** Opening MATERIAL SHOWN block **
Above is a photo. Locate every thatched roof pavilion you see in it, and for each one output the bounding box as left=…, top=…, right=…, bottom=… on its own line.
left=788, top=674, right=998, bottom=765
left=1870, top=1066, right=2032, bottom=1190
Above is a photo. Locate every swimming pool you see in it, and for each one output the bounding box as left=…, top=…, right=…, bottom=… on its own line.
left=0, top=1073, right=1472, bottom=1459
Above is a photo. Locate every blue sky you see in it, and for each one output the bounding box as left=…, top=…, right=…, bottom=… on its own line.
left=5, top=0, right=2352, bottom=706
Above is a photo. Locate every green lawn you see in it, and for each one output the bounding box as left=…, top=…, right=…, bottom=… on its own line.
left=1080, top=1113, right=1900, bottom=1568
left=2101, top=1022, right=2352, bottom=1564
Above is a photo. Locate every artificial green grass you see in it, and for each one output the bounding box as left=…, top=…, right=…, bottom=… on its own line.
** Closing MATERIAL SHOWN block **
• ABOUT THIS TASK
In this exercise, give every record above again exactly.

• WRITTEN ANSWER
Above is a photo. Locate every thatched roof pavilion you see in it, and for each one output the bounding box as left=…, top=…, right=…, bottom=… on its own line.
left=788, top=674, right=998, bottom=765
left=1870, top=1066, right=2032, bottom=1190
Above is a photo. Locate every swimming pool you see in it, and for each one output the bounding box as left=…, top=…, right=…, bottom=… on its own line.
left=0, top=1073, right=1472, bottom=1459
Above is a photo. Locate every blue sky you see in it, and for each one output the bounding box as left=…, top=…, right=…, bottom=… on its own line.
left=5, top=0, right=2352, bottom=706
Above is a photo. Locate every green lawn you see in it, and for each one output the bounding box as left=…, top=…, right=…, bottom=… on its own line.
left=1080, top=1113, right=1900, bottom=1568
left=2101, top=1022, right=2352, bottom=1564
Above is a photo. Locate every artificial green grass you see in it, and for each one output the bounding box as left=…, top=…, right=…, bottom=… on its own line.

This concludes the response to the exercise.